## Input records
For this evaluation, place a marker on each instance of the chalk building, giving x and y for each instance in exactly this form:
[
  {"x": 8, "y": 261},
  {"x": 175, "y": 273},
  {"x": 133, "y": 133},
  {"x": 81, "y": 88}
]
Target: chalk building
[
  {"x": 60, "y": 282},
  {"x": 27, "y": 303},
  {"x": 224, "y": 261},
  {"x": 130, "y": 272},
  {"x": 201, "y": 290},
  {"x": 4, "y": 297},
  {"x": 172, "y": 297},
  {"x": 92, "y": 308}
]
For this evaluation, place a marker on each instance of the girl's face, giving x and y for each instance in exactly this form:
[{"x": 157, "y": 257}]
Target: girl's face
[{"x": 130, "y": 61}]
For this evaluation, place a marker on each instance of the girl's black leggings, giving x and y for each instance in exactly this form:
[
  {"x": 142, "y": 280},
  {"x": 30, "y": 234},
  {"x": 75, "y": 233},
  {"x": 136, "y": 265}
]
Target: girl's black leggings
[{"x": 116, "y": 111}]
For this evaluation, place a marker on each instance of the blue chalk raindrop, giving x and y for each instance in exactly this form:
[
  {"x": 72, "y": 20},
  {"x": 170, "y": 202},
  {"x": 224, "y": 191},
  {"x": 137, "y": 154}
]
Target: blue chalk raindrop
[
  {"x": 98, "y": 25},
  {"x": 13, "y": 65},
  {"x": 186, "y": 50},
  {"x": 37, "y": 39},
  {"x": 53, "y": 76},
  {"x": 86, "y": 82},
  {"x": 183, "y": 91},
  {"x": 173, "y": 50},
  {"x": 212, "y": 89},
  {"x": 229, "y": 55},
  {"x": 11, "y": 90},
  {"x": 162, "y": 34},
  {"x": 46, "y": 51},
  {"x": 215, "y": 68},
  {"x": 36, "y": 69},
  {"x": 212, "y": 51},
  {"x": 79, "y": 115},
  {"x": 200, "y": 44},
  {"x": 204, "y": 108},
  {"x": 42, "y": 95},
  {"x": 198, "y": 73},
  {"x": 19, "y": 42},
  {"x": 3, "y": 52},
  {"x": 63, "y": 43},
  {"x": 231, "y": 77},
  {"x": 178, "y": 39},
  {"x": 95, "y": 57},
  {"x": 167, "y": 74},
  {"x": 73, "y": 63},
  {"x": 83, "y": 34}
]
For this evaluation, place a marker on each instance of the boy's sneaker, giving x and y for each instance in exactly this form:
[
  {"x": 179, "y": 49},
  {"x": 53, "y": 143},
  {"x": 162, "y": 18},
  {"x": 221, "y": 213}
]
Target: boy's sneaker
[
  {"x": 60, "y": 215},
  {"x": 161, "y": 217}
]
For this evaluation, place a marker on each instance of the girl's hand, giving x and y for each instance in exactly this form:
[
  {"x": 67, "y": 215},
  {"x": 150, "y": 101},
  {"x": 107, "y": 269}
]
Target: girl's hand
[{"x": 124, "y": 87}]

## Stated problem
Convert all the items above into a JSON list of strings, one string for each line, leaving out blank lines.

## Response to this task
[
  "For this evaluation, place a marker on each instance of the chalk building, giving x and y for each instance in exactly this form:",
  "[",
  "  {\"x\": 8, \"y\": 261},",
  "  {\"x\": 175, \"y\": 273},",
  "  {\"x\": 133, \"y\": 133},",
  "  {\"x\": 81, \"y\": 88}",
  "]",
  "Target: chalk building",
  "[",
  "  {\"x\": 60, \"y\": 282},",
  "  {\"x\": 27, \"y\": 303},",
  "  {\"x\": 224, \"y\": 261},",
  "  {\"x\": 130, \"y\": 272},",
  "  {\"x\": 201, \"y\": 290},",
  "  {\"x\": 4, \"y\": 297},",
  "  {\"x\": 172, \"y\": 297},",
  "  {\"x\": 92, \"y\": 308}",
  "]",
  "For this evaluation, place a marker on each instance of the girl's face, giving x and y for each instance in exactly this form:",
  "[{\"x\": 157, \"y\": 257}]",
  "Target: girl's face",
  "[{\"x\": 130, \"y\": 61}]",
  "For this evaluation, place a marker on each instance of the girl's black leggings, giving x and y for each instance in exactly this form:",
  "[",
  "  {\"x\": 142, \"y\": 280},",
  "  {\"x\": 30, \"y\": 234},",
  "  {\"x\": 75, \"y\": 233},",
  "  {\"x\": 136, \"y\": 265}",
  "]",
  "Target: girl's black leggings",
  "[{\"x\": 116, \"y\": 111}]",
  "For this evaluation, place a marker on each instance of the blue chalk raindrop, giving x and y for each instance in exactly this form:",
  "[",
  "  {\"x\": 72, \"y\": 20},",
  "  {\"x\": 170, \"y\": 202},",
  "  {\"x\": 224, \"y\": 191},",
  "  {\"x\": 137, \"y\": 154}",
  "]",
  "Target: blue chalk raindrop",
  "[",
  "  {\"x\": 98, \"y\": 25},",
  "  {\"x\": 13, \"y\": 65},",
  "  {\"x\": 186, \"y\": 50},",
  "  {\"x\": 37, \"y\": 39},",
  "  {\"x\": 53, \"y\": 76},",
  "  {\"x\": 86, \"y\": 82},",
  "  {\"x\": 183, \"y\": 91},",
  "  {\"x\": 173, \"y\": 50},",
  "  {\"x\": 212, \"y\": 89},",
  "  {\"x\": 229, \"y\": 55},",
  "  {\"x\": 11, \"y\": 90},",
  "  {\"x\": 162, \"y\": 34},",
  "  {\"x\": 46, \"y\": 51},",
  "  {\"x\": 215, \"y\": 68},",
  "  {\"x\": 36, \"y\": 69},",
  "  {\"x\": 212, \"y\": 51},",
  "  {\"x\": 79, \"y\": 115},",
  "  {\"x\": 200, \"y\": 44},",
  "  {\"x\": 204, \"y\": 108},",
  "  {\"x\": 42, \"y\": 95},",
  "  {\"x\": 198, \"y\": 73},",
  "  {\"x\": 19, \"y\": 42},",
  "  {\"x\": 3, \"y\": 52},",
  "  {\"x\": 63, \"y\": 43},",
  "  {\"x\": 231, \"y\": 77},",
  "  {\"x\": 178, \"y\": 39},",
  "  {\"x\": 95, \"y\": 57},",
  "  {\"x\": 167, \"y\": 74},",
  "  {\"x\": 73, \"y\": 63},",
  "  {\"x\": 83, \"y\": 34}",
  "]",
  "For this evaluation, place a marker on each instance of the boy's sneaker, giving x and y for each instance in exactly this form:",
  "[",
  "  {\"x\": 179, \"y\": 49},",
  "  {\"x\": 53, \"y\": 143},",
  "  {\"x\": 162, \"y\": 18},",
  "  {\"x\": 221, \"y\": 213}",
  "]",
  "Target: boy's sneaker",
  "[",
  "  {\"x\": 60, \"y\": 215},",
  "  {\"x\": 161, \"y\": 217}",
  "]",
  "For this evaluation, place a marker on each instance of the girl's hand, giving x and y for each instance in exactly this form:",
  "[",
  "  {\"x\": 67, \"y\": 215},",
  "  {\"x\": 150, \"y\": 101},",
  "  {\"x\": 107, \"y\": 269}",
  "]",
  "Target: girl's hand",
  "[{\"x\": 124, \"y\": 87}]"
]